[Texte source]
((
La clinique juridique spécialisée dans les affaires artistiques fournira des services à des clients individuels, tels que des musiciens, des peintres, des sculpteurs, des céramistes et des danseurs, qu’ils soient employés d’une organisation ou qu’ils soient artistes à la pige. Elle s’adressera également aux organismes ou coopératives artistiques et culturels et à leurs besoins spécifiques.
Randy Joynt, directeur général du Conseil des arts du Manitoba, estime que la nouvelle clinique juridique profitera à la communauté artistique de la province.
« L’un des principaux obstacles auxquels se heurtent les organismes artistiques et culturels ainsi que les artistes est de savoir par où commencer s’ils ont un problème juridique, dit-il. Je pense qu’il s’agira d’un point d’entrée fantastique pour dissiper toute appréhension et toute confusion quant à la manière de contacter un juriste. »
))
[Série de tâches]
(a) Reproduisez sans modification le passage du texte sur la clinique juridique qui commence aux mots « Randy Joynt, directeur » et s'arrête après les mots « de la province. ».
(b) D'après le texte sur la clinique juridique, quel poste occupe Randy Joynt ?

[Données]
((
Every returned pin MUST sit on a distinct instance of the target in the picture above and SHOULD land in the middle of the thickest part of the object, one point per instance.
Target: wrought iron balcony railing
))
[Solutions par tâche]
(a)
Randy Joynt, directeur général du Conseil des arts du Manitoba, estime que la nouvelle clinique juridique profitera à la communauté artistique de la province.

(b) Randy Joynt est directeur général du Conseil des arts du Manitoba.